-- Data excerpts --
######

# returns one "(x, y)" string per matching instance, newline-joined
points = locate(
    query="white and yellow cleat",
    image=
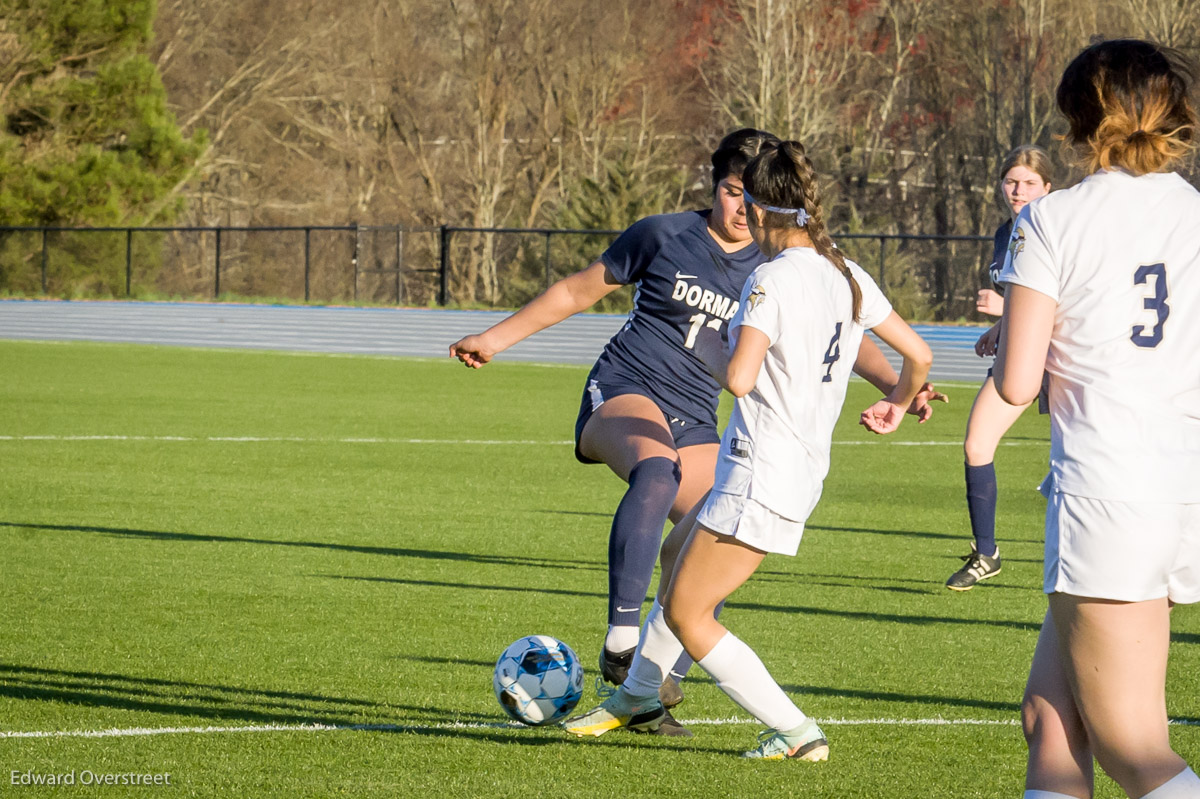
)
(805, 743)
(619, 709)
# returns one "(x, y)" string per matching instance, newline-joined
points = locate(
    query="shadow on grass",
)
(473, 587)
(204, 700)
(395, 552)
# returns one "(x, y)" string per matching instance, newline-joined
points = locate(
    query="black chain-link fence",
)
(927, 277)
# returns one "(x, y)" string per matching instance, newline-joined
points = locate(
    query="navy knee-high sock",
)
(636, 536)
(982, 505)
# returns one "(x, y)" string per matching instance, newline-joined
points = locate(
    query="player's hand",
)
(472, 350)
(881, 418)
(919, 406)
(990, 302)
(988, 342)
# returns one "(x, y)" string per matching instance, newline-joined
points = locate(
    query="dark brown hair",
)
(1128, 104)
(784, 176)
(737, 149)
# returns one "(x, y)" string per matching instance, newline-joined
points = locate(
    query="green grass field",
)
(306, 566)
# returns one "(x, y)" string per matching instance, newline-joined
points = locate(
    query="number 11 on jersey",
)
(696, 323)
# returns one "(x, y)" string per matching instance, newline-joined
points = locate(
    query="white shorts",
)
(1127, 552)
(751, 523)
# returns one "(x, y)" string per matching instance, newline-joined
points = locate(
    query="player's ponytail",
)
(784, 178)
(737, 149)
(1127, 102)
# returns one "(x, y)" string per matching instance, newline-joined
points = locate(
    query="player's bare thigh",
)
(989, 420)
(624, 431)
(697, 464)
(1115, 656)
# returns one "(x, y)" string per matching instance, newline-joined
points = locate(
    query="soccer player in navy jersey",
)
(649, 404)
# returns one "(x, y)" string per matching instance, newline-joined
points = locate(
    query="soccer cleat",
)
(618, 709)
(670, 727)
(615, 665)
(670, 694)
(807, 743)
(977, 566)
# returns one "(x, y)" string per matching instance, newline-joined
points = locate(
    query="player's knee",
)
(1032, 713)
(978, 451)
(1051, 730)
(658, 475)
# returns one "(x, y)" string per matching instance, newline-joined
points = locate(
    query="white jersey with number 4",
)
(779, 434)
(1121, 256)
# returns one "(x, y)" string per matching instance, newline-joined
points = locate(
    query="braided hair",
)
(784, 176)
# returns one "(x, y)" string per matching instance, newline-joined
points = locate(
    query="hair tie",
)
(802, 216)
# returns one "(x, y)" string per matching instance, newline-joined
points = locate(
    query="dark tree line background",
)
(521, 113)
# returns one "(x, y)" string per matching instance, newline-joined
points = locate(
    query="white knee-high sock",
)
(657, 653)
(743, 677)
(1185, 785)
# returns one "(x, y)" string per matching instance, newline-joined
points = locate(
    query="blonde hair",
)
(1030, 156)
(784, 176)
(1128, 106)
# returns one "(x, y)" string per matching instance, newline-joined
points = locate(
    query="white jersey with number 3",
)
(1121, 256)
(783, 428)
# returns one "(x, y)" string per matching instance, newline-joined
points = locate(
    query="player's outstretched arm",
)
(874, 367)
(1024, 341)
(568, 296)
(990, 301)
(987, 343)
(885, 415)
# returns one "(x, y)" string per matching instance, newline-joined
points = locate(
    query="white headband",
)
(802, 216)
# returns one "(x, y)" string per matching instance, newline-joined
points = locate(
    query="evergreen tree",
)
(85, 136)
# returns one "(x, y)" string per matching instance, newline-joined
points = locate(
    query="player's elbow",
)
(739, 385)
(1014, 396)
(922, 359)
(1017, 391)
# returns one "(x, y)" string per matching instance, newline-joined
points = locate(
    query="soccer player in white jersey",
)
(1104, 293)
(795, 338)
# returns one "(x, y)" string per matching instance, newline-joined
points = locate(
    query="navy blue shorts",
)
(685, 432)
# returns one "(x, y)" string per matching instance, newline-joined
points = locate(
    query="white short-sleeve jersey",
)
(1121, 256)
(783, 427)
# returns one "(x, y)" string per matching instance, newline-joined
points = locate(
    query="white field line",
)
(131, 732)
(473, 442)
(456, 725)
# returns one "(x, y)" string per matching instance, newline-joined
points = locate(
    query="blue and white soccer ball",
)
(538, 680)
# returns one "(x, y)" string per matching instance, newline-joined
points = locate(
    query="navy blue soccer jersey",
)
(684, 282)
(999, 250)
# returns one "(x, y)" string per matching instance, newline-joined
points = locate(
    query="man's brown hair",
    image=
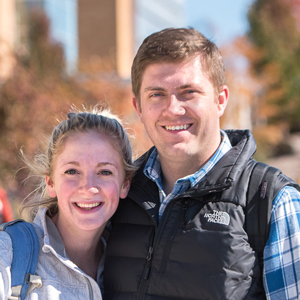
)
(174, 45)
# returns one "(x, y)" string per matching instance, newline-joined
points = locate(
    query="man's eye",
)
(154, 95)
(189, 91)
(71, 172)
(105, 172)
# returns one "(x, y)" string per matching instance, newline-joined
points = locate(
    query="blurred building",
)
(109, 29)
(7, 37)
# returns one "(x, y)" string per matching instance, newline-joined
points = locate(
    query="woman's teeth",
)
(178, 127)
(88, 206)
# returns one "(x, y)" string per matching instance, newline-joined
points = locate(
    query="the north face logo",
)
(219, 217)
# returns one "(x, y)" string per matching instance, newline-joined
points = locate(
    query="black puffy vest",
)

######

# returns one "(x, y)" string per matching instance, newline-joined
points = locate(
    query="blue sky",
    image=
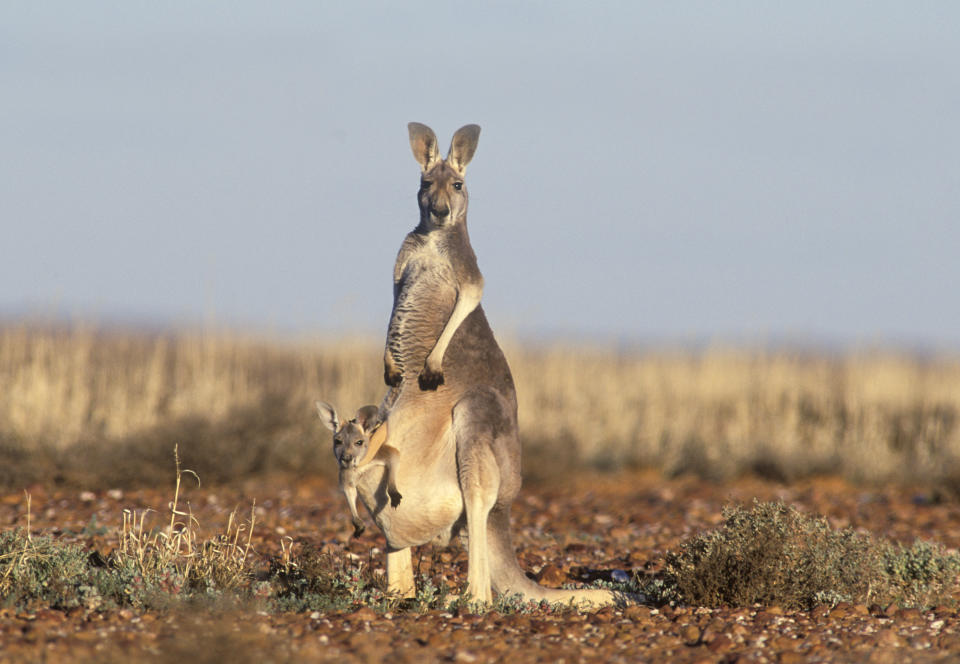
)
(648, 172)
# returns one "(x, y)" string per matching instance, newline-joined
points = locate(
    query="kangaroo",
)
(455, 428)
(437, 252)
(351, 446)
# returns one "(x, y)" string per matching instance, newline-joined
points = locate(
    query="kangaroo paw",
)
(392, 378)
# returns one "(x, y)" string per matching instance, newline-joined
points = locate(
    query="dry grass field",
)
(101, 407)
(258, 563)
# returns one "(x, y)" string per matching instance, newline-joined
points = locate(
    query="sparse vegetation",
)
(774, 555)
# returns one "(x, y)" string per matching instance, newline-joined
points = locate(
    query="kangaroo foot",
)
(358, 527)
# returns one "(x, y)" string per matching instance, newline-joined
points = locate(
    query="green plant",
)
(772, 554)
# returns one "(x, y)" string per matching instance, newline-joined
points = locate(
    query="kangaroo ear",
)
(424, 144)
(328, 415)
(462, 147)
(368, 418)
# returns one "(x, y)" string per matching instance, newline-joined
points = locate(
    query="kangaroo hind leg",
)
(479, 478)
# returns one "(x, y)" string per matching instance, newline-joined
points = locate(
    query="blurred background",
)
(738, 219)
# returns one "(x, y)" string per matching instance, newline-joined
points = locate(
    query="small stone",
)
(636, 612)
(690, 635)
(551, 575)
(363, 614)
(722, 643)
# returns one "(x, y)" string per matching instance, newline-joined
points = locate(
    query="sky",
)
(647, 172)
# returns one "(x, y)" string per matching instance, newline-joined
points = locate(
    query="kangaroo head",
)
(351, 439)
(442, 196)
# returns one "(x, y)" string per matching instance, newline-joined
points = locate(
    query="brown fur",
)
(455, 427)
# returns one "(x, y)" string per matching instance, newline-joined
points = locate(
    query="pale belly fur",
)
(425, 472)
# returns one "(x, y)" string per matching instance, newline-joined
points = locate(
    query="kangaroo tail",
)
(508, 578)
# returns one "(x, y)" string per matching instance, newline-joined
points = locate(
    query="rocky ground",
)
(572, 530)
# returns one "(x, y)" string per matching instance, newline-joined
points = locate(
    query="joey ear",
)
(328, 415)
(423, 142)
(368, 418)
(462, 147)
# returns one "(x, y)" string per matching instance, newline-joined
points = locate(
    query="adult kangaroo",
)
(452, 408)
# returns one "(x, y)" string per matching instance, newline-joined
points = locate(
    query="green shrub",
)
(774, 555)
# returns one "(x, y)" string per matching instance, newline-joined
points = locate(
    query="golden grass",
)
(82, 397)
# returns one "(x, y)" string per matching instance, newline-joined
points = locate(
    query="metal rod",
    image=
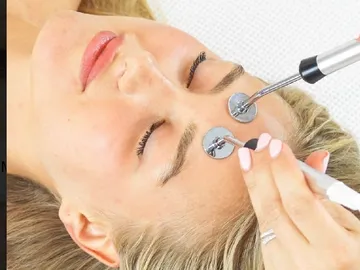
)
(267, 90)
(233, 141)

######

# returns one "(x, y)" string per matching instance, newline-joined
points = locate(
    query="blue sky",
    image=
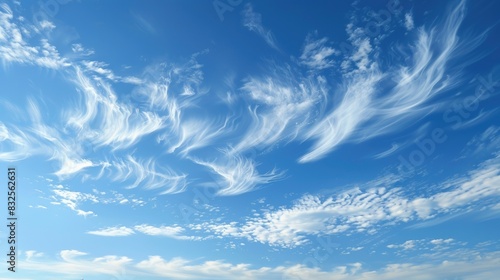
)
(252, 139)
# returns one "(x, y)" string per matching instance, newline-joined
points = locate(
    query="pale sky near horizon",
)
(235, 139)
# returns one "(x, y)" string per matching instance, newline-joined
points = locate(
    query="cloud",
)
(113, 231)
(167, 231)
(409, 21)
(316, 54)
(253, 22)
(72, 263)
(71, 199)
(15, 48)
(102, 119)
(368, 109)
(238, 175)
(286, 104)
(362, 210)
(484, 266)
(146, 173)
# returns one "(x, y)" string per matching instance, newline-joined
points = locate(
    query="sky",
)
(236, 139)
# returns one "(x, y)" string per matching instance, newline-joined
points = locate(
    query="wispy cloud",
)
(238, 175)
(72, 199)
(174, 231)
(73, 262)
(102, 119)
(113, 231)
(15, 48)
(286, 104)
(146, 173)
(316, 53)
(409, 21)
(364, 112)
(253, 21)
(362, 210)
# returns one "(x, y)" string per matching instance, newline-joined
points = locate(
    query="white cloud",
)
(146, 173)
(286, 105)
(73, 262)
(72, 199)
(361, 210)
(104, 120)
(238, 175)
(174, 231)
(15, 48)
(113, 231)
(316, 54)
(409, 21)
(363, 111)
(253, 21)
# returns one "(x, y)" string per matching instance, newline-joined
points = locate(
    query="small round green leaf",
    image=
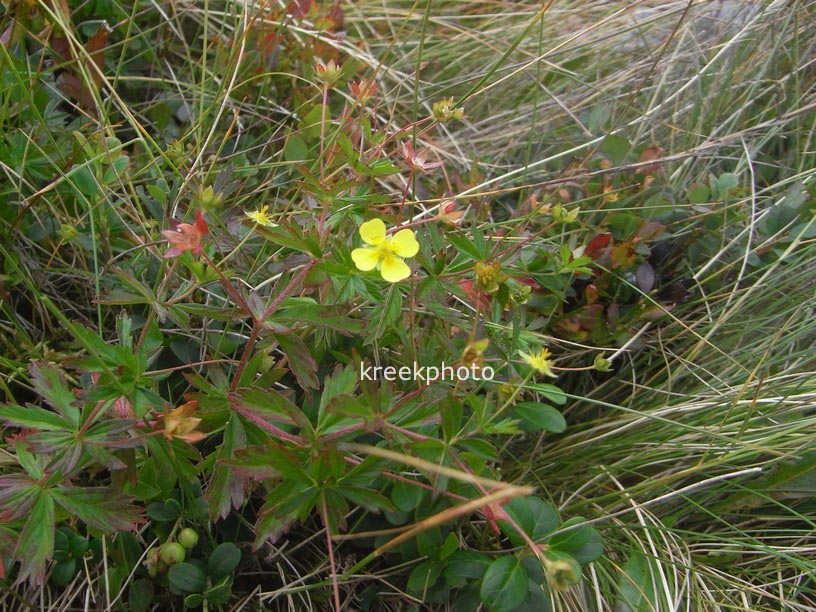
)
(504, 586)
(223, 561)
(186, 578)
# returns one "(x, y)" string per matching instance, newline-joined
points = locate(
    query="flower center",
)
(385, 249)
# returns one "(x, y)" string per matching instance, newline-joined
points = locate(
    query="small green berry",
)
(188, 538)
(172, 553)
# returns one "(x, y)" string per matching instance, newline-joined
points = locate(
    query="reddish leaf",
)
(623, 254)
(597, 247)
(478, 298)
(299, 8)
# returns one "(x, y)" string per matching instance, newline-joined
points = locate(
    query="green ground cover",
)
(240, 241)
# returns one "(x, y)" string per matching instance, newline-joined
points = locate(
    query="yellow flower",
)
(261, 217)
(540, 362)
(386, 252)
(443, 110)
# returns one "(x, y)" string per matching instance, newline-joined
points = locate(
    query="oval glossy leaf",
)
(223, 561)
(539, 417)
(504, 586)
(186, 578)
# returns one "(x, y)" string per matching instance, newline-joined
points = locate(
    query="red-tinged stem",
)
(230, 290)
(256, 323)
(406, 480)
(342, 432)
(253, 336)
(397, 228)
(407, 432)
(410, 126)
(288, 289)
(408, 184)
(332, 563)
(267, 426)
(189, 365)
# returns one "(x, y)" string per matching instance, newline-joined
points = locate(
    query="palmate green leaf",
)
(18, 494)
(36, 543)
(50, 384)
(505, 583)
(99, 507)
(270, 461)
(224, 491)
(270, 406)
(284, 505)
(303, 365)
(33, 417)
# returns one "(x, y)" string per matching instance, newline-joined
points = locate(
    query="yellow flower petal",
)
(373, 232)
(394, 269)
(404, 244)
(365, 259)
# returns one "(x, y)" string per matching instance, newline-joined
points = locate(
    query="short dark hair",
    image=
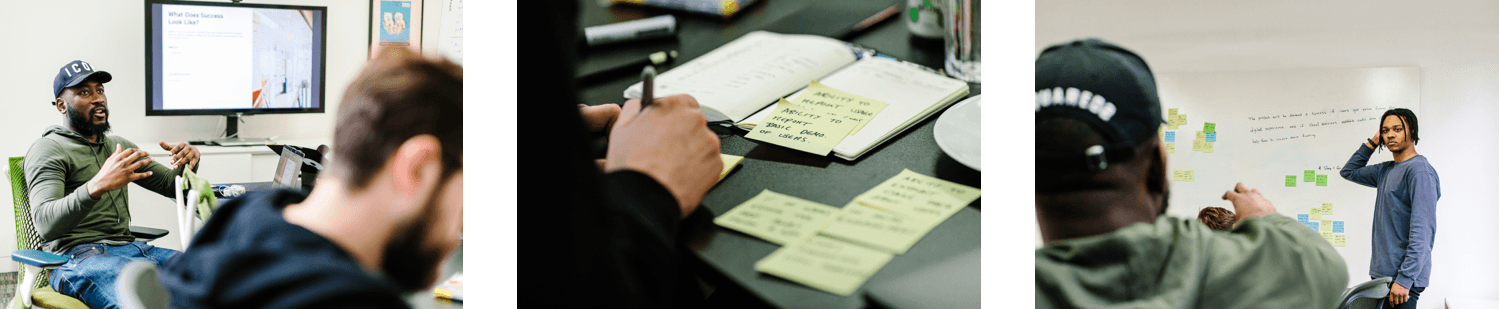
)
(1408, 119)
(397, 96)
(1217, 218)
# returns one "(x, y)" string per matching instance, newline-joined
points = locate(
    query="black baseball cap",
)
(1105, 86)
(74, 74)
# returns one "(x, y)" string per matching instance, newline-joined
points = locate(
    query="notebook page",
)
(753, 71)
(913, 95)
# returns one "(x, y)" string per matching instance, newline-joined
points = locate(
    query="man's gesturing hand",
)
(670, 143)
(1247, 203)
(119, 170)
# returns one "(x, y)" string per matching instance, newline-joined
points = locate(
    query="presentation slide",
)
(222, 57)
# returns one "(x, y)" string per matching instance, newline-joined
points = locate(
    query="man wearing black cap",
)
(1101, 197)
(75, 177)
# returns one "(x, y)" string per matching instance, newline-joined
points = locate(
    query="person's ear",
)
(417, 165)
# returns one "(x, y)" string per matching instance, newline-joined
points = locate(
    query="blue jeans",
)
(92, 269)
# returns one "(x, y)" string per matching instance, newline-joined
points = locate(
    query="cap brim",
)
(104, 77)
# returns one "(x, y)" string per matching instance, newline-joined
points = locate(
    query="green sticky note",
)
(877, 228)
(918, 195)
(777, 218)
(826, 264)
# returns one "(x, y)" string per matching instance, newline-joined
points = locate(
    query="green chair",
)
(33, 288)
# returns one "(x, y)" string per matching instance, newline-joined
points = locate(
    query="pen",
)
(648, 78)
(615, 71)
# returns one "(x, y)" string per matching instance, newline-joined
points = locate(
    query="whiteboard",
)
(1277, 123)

######

-- About this task --
Find the word "blurred" in the records, and report each line that has it.

-- Answer to this exercise --
    query="blurred building",
    query="blurred background",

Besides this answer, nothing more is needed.